• **TEXT SEGMENT**:
□ □ □

Apple, a company not known for publicly admitting to missteps, did just that on Friday when the company announced it had made a “mistake” in leaving a nonprofit registry group called EPEAT, which rates goods based eco-friendliness and ease of recyclablility after use.

As Apple senior vice president of hardware engineering Bob Mansfield wrote in a statement on Apple’s website:

We’ve recently heard from many loyal Apple customers who were disappointed to learn that we had removed our products from the EPEAT rating system. I recognize that this was a mistake. Starting today, all eligible Apple products are back on EPEAT.

Apple abandoned the EPEAT registry and de-listed all 39 products it had previously certified, which included current and former products, according to The Wall Street Journal, reportedly because the glued-in battery of Apple’s new Macbook Pro with Retina display wasn’t in complaince with EPEAT.

Glued-in products are more difficult to safely and sustainably disassemble than those held together with screws and other mechanical fasteners.

Backlash was swift and fierce, with some large organizational customers reconsidering or dropping their purchase plans for Apple devices. San Francisco city officials told the Wall Street Journal that they would stop buying Apple products going forward, and Politico reported that federal officials were considering ceasing new purchases as well.

Now Apple says its relationship with EPEAT is “stronger than ever.” EPEAT, for its part, agrees.

“Our relationship with Apple is based on our natural alignment – as Apple drives innovation in product design, EPEAT drives innovation in standards design,” said EPEAT CEO Robert Frisbee in statement posted on the organization’s website on Friday.

In fact, Apple, which had throughout the controversy argued it was committed to environmental sustainability through its own internal product recycling program, said that the EPEAT standard, a set of requirements collectively known as IEEE 1680.1, could and should actually be made stricter.

Frisbee also offered a compliment to Apple’s products in EPEAT’s make-up note, writing that: “An interesting question for EPEAT is how to reward innovations that are not yet envisioned with standards that are fixed at a point in time.”

Greenpeace, the environmental advocacy group which had earlier in the week released a separate report grading the eco-friendliness of the energy used in Apple’s data centers and finding them to be lacking, but better than last year’s energy mix, also released a statement applauding Apple for returning to EPEAT.

“We applaud Apple for ‘thinking green, not greedy’ and listening to its customers’ calls not to pit design needs against the environment,” wrote Greenpeace IT analyst Casey Harrell in a statement sent to reporters. “A large and growing number Apple customers have challenged the company to be an environmental leader, whether that be by rejoining EPEAT, eliminating toxic chemicals from its products, or powering its iCloud with renewable energy.”

As Apple pointed out in its statement Friday, and Greenpeace also acknowledged, the company has been a leader in raising environmental standards for the consumer technology industry. specifically in discontinuing use of brominated flame retardants (BFRs) and polyvinyl chloride (PVC) chemicals in making the iPhone.

“The concept of designing for the environment is something they’ve done,” said David Pomerantz, a Greenpeace spokesman, in a phone interview with TPM. “I think Apple is a smart company. It’s gotten to where it has been today by listening to its customers. When it sees that customers want iPhones and computers that are recyclable and environmentally friendly, and want to use an iCloud powered by clean energy and not coal, I hope they react positively and return to the position of environmental leadership that they’re capable of.”

Corrections: This article originally mischaracterized EPEAT as an “industry registry group,” when in fact, the computer industry, though a part of the organization, is just one of several stakeholders, including environmental advocates, purchases, government representatives and researchers, among others.

This post also originally incorrectly omitted the word “not” in front of the word “coal” in Pomerantz’s quote. We have since updated the references in copy to correct them and apologize for the errors.

□ □ □

• **DATA EXTRACT**:

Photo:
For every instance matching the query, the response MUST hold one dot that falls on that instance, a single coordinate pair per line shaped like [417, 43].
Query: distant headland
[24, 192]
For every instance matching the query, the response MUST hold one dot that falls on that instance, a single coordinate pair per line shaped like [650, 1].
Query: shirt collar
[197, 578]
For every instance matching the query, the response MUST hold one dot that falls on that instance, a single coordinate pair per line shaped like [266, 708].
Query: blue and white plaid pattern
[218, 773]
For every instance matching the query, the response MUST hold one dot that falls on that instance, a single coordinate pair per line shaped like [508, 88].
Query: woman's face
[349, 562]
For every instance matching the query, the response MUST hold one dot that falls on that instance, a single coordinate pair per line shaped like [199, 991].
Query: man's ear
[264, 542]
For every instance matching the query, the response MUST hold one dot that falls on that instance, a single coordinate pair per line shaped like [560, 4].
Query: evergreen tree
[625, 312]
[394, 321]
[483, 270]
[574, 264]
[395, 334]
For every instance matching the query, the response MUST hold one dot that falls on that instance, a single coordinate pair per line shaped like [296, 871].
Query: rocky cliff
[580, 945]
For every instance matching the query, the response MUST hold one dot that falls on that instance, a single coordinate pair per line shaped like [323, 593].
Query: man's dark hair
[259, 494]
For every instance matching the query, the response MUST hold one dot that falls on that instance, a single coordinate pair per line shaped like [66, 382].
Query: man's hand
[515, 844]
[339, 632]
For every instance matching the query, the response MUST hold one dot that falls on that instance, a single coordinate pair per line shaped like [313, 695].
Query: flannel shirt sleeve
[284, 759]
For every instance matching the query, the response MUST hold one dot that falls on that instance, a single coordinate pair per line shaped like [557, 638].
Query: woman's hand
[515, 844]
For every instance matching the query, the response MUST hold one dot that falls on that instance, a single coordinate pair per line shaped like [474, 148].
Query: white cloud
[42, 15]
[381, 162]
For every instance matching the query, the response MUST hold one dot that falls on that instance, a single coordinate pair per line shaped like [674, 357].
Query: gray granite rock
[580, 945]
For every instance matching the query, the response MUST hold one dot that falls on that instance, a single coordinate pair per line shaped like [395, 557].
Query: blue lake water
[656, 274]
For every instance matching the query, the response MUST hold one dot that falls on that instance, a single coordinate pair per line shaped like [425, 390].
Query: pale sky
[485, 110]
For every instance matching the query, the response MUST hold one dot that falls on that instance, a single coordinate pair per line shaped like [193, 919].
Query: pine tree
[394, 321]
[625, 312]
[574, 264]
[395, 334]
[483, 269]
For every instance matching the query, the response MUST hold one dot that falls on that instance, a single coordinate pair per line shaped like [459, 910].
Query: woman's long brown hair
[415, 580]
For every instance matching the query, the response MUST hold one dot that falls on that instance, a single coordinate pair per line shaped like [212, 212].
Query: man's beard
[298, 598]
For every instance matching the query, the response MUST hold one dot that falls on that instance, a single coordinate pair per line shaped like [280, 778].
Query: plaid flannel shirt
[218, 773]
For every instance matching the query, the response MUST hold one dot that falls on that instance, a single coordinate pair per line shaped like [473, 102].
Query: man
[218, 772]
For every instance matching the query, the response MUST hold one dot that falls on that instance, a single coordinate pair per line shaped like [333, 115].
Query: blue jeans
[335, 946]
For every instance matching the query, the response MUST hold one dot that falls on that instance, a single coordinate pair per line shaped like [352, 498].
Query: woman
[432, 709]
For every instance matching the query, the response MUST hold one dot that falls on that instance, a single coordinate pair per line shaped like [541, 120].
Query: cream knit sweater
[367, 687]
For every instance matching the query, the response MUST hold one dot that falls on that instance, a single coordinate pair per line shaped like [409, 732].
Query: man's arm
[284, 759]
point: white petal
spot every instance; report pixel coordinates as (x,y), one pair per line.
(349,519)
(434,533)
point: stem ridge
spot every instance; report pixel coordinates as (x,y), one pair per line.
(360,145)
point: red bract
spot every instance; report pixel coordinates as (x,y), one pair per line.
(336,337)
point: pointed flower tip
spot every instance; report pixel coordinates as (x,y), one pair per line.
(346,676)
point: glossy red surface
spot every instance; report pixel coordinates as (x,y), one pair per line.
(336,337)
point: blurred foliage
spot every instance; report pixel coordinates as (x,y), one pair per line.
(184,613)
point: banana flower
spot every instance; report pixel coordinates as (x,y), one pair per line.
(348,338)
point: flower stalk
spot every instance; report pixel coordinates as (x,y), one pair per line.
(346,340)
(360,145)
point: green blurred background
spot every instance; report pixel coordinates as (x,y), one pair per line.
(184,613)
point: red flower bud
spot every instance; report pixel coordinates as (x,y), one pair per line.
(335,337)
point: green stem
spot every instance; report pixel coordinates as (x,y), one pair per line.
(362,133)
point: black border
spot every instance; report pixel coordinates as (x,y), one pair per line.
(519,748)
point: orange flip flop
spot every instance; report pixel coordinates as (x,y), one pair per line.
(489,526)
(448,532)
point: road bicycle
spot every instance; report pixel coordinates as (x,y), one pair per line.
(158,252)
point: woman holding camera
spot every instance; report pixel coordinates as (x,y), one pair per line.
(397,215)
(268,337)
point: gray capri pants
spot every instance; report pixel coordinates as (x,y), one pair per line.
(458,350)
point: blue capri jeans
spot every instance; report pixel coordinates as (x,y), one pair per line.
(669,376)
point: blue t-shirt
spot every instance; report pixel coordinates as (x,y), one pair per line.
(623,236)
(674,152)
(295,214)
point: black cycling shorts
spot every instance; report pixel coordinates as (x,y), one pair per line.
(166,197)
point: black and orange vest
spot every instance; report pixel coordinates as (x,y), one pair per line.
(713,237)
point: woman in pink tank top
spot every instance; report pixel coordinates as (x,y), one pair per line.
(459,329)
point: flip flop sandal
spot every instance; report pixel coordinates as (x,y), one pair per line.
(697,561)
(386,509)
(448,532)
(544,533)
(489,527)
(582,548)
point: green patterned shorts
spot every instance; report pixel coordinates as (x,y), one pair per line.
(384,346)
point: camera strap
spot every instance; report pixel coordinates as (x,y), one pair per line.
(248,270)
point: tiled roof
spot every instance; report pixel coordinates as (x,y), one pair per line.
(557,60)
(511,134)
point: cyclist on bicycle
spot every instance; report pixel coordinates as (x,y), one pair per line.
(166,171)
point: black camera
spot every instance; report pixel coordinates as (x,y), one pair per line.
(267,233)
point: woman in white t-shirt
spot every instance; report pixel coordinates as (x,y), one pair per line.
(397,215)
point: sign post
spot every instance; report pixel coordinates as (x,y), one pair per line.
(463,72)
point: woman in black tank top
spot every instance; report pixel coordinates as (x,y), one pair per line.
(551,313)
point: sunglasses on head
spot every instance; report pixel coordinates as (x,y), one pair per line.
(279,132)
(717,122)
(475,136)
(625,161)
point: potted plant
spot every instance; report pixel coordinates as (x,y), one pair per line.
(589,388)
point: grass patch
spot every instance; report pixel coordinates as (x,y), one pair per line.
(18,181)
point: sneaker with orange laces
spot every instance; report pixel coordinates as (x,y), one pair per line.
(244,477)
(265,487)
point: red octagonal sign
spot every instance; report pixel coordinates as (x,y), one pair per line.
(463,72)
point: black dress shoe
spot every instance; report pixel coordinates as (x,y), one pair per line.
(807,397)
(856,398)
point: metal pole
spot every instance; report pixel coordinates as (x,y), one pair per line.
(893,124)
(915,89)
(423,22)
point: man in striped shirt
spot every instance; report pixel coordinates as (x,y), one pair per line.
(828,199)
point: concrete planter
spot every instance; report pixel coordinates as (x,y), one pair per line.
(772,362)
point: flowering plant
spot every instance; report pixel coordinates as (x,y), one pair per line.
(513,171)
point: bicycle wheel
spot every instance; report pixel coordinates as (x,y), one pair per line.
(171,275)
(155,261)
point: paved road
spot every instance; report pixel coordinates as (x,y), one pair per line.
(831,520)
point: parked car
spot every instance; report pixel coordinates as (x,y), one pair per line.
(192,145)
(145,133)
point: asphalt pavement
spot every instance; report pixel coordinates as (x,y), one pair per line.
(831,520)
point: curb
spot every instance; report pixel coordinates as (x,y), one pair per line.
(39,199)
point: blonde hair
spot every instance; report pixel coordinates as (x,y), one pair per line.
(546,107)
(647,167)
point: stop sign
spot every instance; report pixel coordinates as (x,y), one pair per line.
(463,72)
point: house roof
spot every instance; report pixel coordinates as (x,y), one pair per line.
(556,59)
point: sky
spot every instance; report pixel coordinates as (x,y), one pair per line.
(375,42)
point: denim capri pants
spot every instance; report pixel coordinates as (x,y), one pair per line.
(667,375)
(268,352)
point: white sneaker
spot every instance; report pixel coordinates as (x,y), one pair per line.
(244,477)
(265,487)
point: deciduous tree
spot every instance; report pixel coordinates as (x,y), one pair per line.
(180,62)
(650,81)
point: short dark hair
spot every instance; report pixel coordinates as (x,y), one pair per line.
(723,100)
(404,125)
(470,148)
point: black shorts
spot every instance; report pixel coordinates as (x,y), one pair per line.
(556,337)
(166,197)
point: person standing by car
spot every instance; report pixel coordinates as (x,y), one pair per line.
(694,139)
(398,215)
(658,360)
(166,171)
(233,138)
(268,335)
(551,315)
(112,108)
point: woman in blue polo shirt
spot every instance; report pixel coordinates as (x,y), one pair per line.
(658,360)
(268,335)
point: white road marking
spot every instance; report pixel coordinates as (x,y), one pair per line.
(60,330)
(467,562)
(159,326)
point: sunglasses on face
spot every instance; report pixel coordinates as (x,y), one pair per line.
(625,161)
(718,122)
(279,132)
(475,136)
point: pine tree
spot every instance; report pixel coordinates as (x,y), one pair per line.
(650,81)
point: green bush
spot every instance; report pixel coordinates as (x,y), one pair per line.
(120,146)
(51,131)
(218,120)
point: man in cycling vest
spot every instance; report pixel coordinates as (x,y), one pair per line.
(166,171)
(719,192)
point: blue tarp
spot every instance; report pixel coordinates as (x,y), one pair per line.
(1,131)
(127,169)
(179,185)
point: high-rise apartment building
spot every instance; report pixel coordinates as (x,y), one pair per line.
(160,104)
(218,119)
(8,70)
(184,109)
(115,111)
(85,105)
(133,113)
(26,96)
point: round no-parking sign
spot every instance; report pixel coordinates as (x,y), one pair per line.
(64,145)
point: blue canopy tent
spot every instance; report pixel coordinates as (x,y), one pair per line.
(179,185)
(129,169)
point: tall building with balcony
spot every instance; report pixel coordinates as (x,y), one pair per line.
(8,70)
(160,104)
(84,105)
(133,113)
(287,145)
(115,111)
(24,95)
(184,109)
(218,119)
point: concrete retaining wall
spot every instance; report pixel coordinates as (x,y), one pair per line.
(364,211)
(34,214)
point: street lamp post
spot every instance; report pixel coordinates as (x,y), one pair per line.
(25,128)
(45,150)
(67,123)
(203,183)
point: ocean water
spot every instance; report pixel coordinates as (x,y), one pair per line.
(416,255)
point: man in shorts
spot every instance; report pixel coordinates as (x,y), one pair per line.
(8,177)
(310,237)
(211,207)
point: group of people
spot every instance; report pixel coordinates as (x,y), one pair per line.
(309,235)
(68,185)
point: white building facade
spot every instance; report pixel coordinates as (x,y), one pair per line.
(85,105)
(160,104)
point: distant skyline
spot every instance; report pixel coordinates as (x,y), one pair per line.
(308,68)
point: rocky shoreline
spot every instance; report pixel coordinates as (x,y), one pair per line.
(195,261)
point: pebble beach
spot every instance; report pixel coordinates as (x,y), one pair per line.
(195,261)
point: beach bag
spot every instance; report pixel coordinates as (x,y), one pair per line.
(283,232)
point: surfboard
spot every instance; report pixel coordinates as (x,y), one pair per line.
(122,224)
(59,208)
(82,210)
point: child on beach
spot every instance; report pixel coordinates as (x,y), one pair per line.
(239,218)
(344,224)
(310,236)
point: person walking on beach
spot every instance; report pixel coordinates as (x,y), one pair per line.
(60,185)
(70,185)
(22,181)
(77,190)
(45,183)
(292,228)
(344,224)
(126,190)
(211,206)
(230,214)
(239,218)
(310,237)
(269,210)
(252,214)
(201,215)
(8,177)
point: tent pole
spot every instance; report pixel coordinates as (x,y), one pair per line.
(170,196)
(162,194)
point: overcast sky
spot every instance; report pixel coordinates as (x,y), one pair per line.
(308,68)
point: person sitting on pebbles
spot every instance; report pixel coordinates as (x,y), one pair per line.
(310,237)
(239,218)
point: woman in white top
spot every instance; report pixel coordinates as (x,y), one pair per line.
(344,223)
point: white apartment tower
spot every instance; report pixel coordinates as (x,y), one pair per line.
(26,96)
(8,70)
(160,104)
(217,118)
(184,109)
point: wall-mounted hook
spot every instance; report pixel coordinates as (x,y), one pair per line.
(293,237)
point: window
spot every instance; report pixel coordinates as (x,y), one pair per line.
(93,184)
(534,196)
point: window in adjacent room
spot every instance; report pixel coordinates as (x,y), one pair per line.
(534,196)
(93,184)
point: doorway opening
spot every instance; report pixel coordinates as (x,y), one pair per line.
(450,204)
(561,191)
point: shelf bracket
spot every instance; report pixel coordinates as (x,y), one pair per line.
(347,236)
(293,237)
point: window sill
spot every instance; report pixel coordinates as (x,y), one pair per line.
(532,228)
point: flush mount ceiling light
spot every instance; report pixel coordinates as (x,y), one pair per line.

□ □ □

• **TASK REQUIREMENTS**:
a – According to the article about Apple and EPEAT, how many products did Apple de-list when it left the registry?
b – Copy the part of the article between "Now Apple says" and "be made stricter.", inclusive.
Rely on the article alone.

• **ANSWERS BY ITEM**:
a – All 39 products it had previously certified.

b –
Now Apple says its relationship with EPEAT is “stronger than ever.” EPEAT, for its part, agrees.

“Our relationship with Apple is based on our natural alignment – as Apple drives innovation in product design, EPEAT drives innovation in standards design,” said EPEAT CEO Robert Frisbee in statement posted on the organization’s website on Friday.

In fact, Apple, which had throughout the controversy argued it was committed to environmental sustainability through its own internal product recycling program, said that the EPEAT standard, a set of requirements collectively known as IEEE 1680.1, could and should actually be made stricter.